# Wan VACE 14B

> VACE is a video generation model that uses a source image, mask, and video to create prompted videos with controllable sources.


## Overview

- **Endpoint**: `https://fal.run/fal-ai/wan-vace-14b/pose`
- **Model ID**: `fal-ai/wan-vace-14b/pose`
- **Category**: video-to-video
- **Kind**: inference
**Tags**: image-to-video, video-to-video, text-to-video



## Pricing

Your request will cost **$0.08** per **video second** for **720p**, **$0.06** per **video second** for **580p**, **$0.04** per **video second** for **480p**. Video seconds are calculated at 16 frames per second.

For more details, see [fal.ai pricing](https://fal.ai/pricing).

## API Information

This model can be used via our HTTP API or more conveniently via our client libraries.
See the input and output schema below, as well as the usage examples.


### Input Schema

The API accepts the following input parameters:


- **`prompt`** (`string`, _required_):
  The text prompt to guide video generation. For pose task, the prompt should describe the desired pose and action of the subject in the video.

> **THINGS TO DO**:
A. Please reproduce a passage from the Wan VACE 14B page word for word, beginning at the words "## API Information" and stopping after "the usage examples.".
B. According to the Wan VACE 14B page, what does the model use a source image, mask, and video for? Answer in one to three sentences.
C. Carry on writing the Wan VACE 14B documentation page, starting right after its last line.

Object pointing dataset records:
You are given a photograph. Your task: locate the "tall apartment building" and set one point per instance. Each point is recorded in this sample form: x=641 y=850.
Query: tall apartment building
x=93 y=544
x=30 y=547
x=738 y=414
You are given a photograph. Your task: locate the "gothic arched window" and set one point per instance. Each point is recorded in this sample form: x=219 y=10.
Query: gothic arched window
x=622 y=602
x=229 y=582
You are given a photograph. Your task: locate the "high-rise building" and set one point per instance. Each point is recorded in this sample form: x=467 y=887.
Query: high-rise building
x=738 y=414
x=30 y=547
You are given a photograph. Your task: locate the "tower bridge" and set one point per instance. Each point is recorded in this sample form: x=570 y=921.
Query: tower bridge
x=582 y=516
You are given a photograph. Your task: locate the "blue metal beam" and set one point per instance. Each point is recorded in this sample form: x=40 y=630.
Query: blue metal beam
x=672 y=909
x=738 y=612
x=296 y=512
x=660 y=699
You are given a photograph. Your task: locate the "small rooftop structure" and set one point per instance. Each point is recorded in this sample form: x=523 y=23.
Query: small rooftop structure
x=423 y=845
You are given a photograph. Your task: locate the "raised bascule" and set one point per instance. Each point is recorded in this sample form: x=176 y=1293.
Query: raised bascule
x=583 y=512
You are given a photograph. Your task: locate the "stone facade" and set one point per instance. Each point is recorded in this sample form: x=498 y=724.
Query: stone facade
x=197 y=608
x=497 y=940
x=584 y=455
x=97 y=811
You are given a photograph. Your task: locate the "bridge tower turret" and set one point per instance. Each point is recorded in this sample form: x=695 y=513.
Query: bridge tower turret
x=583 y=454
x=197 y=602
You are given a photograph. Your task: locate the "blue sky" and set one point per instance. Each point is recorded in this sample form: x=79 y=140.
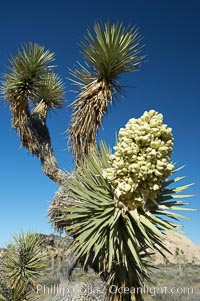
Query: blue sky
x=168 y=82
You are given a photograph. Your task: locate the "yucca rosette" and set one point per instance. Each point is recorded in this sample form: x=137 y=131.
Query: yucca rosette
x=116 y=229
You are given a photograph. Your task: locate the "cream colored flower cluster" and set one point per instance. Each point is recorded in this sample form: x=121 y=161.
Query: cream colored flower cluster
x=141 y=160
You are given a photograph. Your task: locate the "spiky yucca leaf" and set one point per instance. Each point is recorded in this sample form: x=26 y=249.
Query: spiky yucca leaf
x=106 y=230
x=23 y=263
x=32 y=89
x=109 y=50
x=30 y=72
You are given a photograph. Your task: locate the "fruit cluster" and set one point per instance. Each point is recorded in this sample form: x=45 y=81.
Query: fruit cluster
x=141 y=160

* * *

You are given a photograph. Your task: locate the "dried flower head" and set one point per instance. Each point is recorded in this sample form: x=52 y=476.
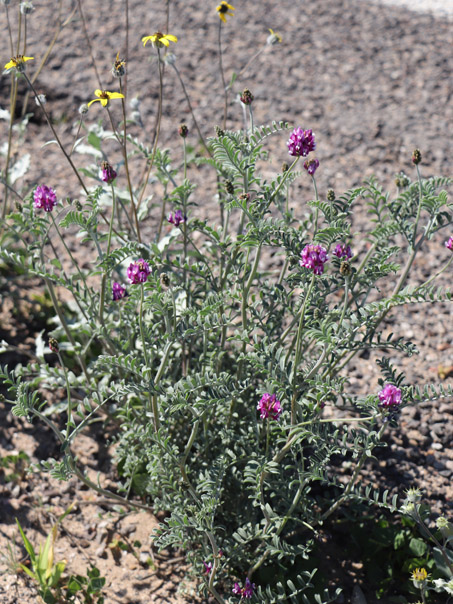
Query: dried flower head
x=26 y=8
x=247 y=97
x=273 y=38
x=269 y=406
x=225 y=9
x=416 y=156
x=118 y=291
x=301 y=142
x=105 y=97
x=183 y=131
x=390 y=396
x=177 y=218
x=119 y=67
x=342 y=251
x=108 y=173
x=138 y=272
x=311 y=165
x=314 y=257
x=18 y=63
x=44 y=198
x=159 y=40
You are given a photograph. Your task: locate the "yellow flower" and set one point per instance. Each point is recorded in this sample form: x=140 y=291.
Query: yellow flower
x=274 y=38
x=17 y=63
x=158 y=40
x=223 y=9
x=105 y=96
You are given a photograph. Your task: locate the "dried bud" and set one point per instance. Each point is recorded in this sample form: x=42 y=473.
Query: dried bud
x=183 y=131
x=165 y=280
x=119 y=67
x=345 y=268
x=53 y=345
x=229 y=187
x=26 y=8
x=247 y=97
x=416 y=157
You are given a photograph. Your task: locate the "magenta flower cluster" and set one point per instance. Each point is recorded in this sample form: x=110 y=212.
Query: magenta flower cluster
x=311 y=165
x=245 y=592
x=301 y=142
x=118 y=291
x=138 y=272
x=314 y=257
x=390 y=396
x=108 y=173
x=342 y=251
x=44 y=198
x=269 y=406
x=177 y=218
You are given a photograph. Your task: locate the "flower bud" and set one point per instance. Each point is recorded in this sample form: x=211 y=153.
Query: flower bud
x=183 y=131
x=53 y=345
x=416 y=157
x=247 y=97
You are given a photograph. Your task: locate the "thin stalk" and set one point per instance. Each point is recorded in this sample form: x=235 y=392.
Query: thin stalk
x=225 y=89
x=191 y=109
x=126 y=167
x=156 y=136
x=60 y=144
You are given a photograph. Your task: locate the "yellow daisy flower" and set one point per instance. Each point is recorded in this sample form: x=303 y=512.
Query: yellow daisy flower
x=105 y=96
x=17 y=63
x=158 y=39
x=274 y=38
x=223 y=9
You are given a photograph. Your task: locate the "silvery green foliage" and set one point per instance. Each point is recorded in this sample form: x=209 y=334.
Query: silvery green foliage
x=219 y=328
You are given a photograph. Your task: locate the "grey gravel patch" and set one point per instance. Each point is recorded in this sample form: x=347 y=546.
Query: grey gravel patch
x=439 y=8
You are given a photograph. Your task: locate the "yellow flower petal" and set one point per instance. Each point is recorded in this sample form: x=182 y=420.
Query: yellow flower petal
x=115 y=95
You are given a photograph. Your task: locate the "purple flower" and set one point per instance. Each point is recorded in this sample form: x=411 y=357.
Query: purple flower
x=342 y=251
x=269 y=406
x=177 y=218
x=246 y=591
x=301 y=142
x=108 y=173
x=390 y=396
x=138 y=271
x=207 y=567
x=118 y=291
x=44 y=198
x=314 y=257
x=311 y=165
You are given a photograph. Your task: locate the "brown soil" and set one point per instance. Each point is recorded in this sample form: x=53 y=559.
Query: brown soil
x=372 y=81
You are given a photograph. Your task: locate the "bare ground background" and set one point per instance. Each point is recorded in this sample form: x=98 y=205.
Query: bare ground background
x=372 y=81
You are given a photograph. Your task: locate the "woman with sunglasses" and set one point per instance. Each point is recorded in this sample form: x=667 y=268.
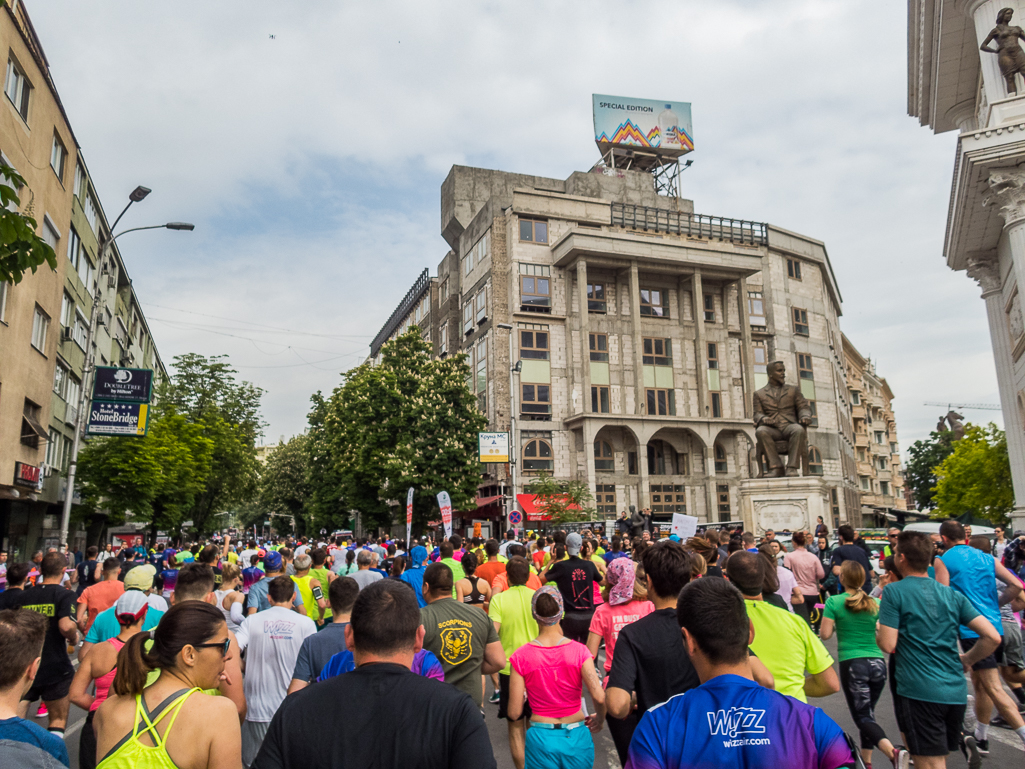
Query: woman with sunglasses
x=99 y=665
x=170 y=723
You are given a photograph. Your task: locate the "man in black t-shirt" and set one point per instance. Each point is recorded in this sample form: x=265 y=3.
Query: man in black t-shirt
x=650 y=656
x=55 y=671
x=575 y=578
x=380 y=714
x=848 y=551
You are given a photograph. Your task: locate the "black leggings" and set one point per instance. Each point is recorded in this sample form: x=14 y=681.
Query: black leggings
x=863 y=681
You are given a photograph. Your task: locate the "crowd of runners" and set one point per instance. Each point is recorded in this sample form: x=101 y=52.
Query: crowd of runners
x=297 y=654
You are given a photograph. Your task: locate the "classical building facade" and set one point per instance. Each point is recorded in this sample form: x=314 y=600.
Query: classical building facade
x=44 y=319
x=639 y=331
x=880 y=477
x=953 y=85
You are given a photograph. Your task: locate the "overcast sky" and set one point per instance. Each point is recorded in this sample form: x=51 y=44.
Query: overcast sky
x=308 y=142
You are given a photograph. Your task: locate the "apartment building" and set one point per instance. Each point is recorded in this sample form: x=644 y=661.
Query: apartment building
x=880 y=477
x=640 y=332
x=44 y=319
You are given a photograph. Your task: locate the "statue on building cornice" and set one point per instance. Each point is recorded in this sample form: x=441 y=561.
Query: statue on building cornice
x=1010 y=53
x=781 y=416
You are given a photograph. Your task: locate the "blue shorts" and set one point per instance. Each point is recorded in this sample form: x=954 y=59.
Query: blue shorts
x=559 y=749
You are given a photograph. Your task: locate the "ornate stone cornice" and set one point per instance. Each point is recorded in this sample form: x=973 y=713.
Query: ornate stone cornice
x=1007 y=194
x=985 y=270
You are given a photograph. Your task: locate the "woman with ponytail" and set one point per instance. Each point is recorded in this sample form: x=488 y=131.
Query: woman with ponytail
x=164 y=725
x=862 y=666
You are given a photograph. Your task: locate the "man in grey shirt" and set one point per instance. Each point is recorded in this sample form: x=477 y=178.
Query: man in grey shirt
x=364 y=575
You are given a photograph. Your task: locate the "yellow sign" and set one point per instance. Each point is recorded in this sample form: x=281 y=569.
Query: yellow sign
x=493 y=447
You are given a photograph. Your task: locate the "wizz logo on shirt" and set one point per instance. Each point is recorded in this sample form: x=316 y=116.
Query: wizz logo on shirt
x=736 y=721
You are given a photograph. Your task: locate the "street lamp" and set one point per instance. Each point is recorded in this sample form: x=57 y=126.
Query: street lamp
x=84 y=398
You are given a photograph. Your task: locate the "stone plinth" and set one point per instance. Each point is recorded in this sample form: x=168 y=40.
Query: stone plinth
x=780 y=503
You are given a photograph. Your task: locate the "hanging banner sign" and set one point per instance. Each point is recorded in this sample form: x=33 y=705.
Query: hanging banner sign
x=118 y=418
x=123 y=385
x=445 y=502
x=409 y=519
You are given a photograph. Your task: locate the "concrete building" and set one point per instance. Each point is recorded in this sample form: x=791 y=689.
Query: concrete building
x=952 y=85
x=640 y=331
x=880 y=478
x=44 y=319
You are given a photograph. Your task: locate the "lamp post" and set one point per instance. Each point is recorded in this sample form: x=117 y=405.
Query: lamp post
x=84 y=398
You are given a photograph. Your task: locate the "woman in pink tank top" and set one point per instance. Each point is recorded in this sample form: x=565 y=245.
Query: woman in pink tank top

> **ANSWERS PER TASK**:
A.
## API Information

This model can be used via our HTTP API or more conveniently via our client libraries.
See the input and output schema below, as well as the usage examples.

B. The model uses a source image, mask, and video to create prompted videos with controllable sources.

C.
  - Examples: "A sharply dressed man walks toward the camera down a sun-drenched hallway.  Medium shot: He's framed from the knees up, his confident stride filling the frame.  His navy blue business suit is impeccably tailored, the fabric subtly shimmering under the light streaming through the tall, arched windows lining the hallway. Close-up:  The rich texture of the suit's wool is visible, each thread reflecting the light.  His crisp white shirt contrasts beautifully with the deep crimson of his silk tie, the knot perfectly formed.  The sunlight highlights the subtle sheen of his polished shoes.  The windows cast long shadows, highlighting the architectural detail of the hallway, creating a sense of both elegance and movement. High resolution 4k."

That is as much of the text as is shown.